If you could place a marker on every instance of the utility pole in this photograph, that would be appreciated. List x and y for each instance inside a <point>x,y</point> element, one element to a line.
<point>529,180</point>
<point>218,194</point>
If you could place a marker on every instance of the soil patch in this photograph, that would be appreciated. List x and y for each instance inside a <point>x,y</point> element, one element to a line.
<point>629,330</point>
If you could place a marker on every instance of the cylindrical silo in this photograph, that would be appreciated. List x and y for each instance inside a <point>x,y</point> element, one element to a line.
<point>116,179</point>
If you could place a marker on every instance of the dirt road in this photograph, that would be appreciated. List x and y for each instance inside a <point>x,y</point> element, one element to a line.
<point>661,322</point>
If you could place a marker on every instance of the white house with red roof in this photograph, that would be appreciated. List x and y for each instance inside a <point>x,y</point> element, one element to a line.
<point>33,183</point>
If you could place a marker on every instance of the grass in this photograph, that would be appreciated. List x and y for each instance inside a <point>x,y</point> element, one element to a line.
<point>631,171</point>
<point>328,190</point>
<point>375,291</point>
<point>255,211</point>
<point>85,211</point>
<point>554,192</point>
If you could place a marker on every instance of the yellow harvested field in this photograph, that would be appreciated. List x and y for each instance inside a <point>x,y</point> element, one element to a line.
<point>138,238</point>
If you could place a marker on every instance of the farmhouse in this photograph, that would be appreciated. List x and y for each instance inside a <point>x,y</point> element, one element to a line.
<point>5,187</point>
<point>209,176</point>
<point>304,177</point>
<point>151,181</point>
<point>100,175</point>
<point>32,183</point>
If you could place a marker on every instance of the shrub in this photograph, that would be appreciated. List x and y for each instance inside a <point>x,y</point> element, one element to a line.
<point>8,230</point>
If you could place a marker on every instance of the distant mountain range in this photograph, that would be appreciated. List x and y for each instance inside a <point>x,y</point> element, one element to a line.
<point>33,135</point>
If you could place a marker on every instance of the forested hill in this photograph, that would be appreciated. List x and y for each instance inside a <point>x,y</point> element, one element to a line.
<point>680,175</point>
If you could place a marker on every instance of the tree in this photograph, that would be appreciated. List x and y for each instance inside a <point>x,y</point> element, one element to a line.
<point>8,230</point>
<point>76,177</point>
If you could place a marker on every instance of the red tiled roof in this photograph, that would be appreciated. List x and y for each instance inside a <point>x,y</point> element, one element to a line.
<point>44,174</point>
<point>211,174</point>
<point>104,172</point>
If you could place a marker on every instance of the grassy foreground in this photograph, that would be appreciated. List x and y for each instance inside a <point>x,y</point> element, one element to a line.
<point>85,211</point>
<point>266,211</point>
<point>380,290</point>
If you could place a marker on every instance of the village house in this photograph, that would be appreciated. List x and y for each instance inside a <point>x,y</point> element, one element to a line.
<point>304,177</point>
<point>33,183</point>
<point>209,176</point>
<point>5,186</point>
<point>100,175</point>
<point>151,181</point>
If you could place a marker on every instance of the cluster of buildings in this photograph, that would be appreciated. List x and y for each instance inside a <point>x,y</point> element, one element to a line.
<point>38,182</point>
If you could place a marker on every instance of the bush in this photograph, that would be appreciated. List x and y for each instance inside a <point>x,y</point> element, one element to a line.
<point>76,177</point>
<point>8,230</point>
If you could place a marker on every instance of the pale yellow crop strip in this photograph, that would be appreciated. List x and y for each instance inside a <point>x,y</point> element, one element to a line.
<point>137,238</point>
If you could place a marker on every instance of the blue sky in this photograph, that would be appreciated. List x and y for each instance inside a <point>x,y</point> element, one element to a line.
·····
Qué se pide: Reescribe todo el material sustituyendo "marker" por "dot", sin alterar nada más.

Solución escrita:
If you could place a dot on every instance of the utility pole in this photograph, that would be appreciated. List x and y for each instance inside a <point>x,y</point> element, one element to a line.
<point>529,180</point>
<point>218,194</point>
If you could place a dot on every instance of the soil patch in this photograph, that would be appreciated. List x and y for each instance inside a <point>x,y</point> element, one element to a line.
<point>629,330</point>
If you could place a dot on every instance of the cylindrical silo in this photograph, that would be appreciated. List x and y for each instance inside a <point>x,y</point> element, one element to a line.
<point>116,179</point>
If you could place a dot on every instance of the dirt road in this photograph, that would be appreciated. List x and y for each instance inside a <point>x,y</point> element, one element to a line.
<point>661,322</point>
If you could place a dot on every instance of the white house with red roof in this photograph, that would be appreciated. List x and y for each instance inside a <point>x,y</point> element, one element to a line.
<point>33,183</point>
If you could place a dot on every instance of the grass in this photograph, that would be appreciated. List x and y for each instance inside a <point>x,y</point> element, one element to a line.
<point>631,171</point>
<point>328,190</point>
<point>375,291</point>
<point>255,211</point>
<point>85,211</point>
<point>554,192</point>
If you could place a dot on every instance of the yellow harvested field in this photograph, that would be appreciated. List x and y for each instance inside a <point>x,y</point> element, one element to a line.
<point>138,238</point>
If you could place a dot on every instance of the farmhouse in this photograph, that would be appreciated. List x and y for each instance inside a <point>x,y</point> element, one element to a line.
<point>5,187</point>
<point>209,176</point>
<point>304,177</point>
<point>151,181</point>
<point>100,175</point>
<point>32,183</point>
If you could place a dot on every instance of the shrub in this photograph, that would be appreciated. List x and y for each instance inside a <point>x,y</point> element, one element to a line.
<point>8,230</point>
If you could place a dot on every instance of the distant mountain range in this photograph, that would be appreciated. List x and y for each instance inside a <point>x,y</point> element, one element to a line.
<point>33,135</point>
If you could place a dot on every instance of the forested hill in this photograph, that would be appreciated. List x and y for each instance inside a <point>x,y</point> element, one element to a line.
<point>680,175</point>
If you could place a dot on every instance of the tree in this photograph, that would be appreciated. List x and y for each instance inside a <point>x,y</point> element, one element to a line.
<point>8,230</point>
<point>76,177</point>
If you could place a dot on every instance of the red tiled roof in this photograph, that would be appreciated. List x and y for each instance inside a <point>x,y</point> element, one element to a line.
<point>44,174</point>
<point>211,174</point>
<point>104,172</point>
If you could place a dot on every instance of the grassy foreground in this photograph, that would be appreciated. List x and y for each instance inside a <point>x,y</point> element, one element to a line.
<point>85,211</point>
<point>266,211</point>
<point>380,290</point>
If you could place a dot on every instance of the village house in this photograph, that would be appreciated. List x and y for each instance inside a <point>x,y</point> element, one element to a line.
<point>304,177</point>
<point>33,183</point>
<point>209,176</point>
<point>5,186</point>
<point>100,175</point>
<point>151,181</point>
If you could place a dot on every instance of the cluster of buildings in this photograph, that would be appreciated. List x and y for each instance inside a <point>x,y</point> element, one element to a line.
<point>38,182</point>
If you could place a dot on every instance of the bush in this photograph, that would be appreciated. List x and y for each instance inside a <point>x,y</point> element, one element to a line.
<point>76,177</point>
<point>8,230</point>
If you could place a dot on every instance of the pale yellow crop strip in this photograph, that would be appreciated. List x and y for each instance inside a <point>x,y</point> element, one element to a line.
<point>137,238</point>
If you could place a dot on every instance of the blue sky in this photograph, that would be appreciated. List x and y for each instance inside a <point>x,y</point> element, one element to a line.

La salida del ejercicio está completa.